Als Person macht ihn so interessant, dass er um diese Gegensätze weiß und Widersprüche nicht fadenscheinig aufzulösen versucht. Und dass er, bei aller Routiniertheit, die er im Gespräch an den Tag legt, die Lust am Grübeln nicht verliert – über die elektronische Musik, ihr Verhältnis zu Kommerz und Underground und seinen Platz in ihrem Koordinatensystem.

So auch an diesem Februarnachmittag im Hotel Château Royal in Berlin-Mitte. Stefan Kozalla empfängt mit roter Wollmütze und Wärmflasche im Arm im Konferenzraum neben der Lobby. Der Berliner Winter konfrontiert den gebürtigen Flensburger mit anderen Temperaturen als seine Wahlheimat Cadaqués in Katalonien. Noch bevor die Aufnahme beginnt, sprechen wir über seinen Gig auf dem letzten MELT. Er hatte dort ein gutes Gefühl, meint er, die Leute hätten sich voll auf sein Set eingelassen.

• • • • •

IHRE AUFGABEN:
A: Nennen Sie einzeln alle Dinge, über die er laut Textauszug zu grübeln nicht aufhört.
B: Geben Sie an, wo Stefan Kozalla laut Textauszug seine Wahlheimat hat.
C: Führen Sie den Textauszug über das Treffen mit Stefan Kozalla im Hotel Château Royal im Anschluss an seinen letzten Satz weiter.
Die Einträge sind eigenständiges Material und gehören nicht zum Textauszug.

• • • • •

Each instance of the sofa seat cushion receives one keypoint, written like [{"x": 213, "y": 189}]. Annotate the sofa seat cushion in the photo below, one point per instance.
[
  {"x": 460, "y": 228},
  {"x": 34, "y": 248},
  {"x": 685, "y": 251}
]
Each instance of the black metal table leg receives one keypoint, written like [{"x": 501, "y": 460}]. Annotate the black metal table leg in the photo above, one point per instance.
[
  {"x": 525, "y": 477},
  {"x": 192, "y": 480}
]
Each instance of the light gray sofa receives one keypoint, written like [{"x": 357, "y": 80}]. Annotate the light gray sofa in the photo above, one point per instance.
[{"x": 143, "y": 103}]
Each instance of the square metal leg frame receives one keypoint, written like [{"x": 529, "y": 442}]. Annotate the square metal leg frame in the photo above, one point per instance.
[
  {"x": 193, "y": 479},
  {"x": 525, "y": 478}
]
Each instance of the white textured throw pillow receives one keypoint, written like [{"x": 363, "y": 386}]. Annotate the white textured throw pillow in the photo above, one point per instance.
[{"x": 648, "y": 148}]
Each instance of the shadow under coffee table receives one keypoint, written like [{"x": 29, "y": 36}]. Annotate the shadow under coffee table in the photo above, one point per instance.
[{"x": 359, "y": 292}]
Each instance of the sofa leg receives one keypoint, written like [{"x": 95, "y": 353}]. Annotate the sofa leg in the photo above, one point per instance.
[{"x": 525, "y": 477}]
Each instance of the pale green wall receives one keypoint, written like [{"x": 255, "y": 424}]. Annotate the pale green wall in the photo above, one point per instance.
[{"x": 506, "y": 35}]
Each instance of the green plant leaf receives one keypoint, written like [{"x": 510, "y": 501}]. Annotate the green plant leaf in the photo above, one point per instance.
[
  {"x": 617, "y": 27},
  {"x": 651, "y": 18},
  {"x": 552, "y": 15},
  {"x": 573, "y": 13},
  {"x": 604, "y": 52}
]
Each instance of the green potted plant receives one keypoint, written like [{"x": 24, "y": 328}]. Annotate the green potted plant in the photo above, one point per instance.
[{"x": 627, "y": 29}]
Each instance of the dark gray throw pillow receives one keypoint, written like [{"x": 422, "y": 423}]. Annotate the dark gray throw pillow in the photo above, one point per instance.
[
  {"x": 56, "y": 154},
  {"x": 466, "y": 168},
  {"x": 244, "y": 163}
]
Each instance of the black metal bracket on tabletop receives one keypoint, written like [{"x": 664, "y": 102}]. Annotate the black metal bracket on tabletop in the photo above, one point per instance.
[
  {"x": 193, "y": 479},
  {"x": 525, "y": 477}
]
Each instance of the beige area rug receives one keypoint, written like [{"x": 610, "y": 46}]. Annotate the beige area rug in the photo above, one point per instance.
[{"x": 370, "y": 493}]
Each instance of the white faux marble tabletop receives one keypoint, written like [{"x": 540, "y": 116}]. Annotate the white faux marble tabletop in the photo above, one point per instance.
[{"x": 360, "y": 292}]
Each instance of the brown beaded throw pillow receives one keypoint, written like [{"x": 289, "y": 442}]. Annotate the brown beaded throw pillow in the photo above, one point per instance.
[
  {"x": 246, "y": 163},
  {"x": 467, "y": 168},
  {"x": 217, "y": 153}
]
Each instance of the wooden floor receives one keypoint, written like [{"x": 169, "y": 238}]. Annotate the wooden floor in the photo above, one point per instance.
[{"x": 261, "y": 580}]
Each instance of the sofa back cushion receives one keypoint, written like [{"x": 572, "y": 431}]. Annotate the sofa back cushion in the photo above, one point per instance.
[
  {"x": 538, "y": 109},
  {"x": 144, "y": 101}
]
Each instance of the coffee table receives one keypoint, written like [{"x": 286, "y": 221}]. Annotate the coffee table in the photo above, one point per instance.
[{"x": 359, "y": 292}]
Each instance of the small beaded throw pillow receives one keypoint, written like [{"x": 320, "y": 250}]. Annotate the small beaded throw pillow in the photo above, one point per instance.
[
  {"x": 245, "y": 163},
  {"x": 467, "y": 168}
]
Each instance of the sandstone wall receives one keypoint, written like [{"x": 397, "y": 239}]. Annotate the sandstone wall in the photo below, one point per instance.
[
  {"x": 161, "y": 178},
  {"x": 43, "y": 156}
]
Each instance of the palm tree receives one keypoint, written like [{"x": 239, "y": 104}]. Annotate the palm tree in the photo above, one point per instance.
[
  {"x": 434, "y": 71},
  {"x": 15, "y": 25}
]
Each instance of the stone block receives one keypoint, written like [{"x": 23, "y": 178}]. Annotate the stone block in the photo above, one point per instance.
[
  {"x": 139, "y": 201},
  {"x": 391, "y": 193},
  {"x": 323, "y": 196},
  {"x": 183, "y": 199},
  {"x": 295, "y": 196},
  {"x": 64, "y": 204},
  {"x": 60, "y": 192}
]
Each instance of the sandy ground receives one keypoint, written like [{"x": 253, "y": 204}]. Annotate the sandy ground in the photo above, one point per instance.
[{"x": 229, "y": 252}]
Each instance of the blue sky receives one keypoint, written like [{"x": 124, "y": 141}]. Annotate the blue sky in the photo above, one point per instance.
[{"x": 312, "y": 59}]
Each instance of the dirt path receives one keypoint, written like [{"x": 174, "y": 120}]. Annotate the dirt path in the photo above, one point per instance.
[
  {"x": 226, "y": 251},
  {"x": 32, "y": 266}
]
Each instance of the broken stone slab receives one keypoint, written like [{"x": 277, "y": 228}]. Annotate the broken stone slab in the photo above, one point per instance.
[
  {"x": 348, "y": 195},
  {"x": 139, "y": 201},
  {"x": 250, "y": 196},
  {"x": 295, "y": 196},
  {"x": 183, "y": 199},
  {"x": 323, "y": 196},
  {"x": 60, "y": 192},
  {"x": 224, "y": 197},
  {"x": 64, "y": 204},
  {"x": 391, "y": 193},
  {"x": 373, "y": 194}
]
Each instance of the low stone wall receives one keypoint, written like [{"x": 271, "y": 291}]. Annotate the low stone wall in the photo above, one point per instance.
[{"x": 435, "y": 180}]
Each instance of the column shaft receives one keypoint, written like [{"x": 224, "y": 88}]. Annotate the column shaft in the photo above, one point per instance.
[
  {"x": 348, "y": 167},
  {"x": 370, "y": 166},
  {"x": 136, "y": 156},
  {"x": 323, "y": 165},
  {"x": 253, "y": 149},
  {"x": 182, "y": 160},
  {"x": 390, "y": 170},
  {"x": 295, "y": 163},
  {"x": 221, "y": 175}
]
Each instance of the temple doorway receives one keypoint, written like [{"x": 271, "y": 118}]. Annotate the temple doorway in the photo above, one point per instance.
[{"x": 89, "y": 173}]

• • • • •

ANTWORTLISTE:
A: die elektronische Musik; ihr Verhältnis zu Kommerz und Underground; seinen Platz in ihrem Koordinatensystem

B: In Cadaqués in Katalonien.

C:
DJ Koze: Schon ein paar Wochen später war das schwieriger. Ich habe gespürt, dass ich die Leute überfordere. Man merkt in Räumen, was geht und was nicht. Und man versucht, Haken zu schlagen. Das kann ein Stilmittel sein, nach dem Motto: „Jetzt mal was anderes, ihr seid doch noch jung, Leute!” Manchmal verliert man den Vibe aber selbst. Und würde als Gast nicht checken, was man spielt. Wieso soll jetzt das kommen? Und vier Lieder später wieder der Vibe? Tja. Je länger man das macht, desto mehr rätselt man.

GROOVE: Auf dem MELT hattest du den Bonus, dass dein Set morgens war. Es wurde gerade hell.

DJ Koze: So eine Willenlosigkeit ist für meine Art von Musik immer schön. (lacht) Ich habe den ganzen Tag noch nichts gegessen. Ist es ok, wenn ich ein bisschen was esse?

Klar. Der Wievielte bin ich denn?

Der Dritte oder der Vierte. Es waren total schöne Gespräche, aber ich habe nichts gegessen und Kaffee getrunken und denke jetzt, ich brech‘ gleich zusammen.

DJ Koze (Foto: Daniel Zerbst)
DJ Koze (Foto: Daniel Zerbst)

Ah, Sushi.

Von dem Laden nebenan, der ist voll gut. So ein unkomplizierter, großer Kantinenladen.

Erschwinglich?

Total! Das sind drei oder vier verschiedene Portionen, kostet 20 Euro oder so.

Mitte hat ja einen anderen Ruf.

Total. Das ist aber nicht schicki.

Ach, Ishin. Die sind super. Bei Snobs ist es ein wenig als Fast-Food-Sushi verschrien.

Das ist total lecker. Ich bin ehrlich gesagt kein Sushi-Fachmann. Ich mag das gerne.

Obwohl du schon japanophil bist.

Das war ich früher aber viel mehr. Die Szene hat sich da abgekühlt.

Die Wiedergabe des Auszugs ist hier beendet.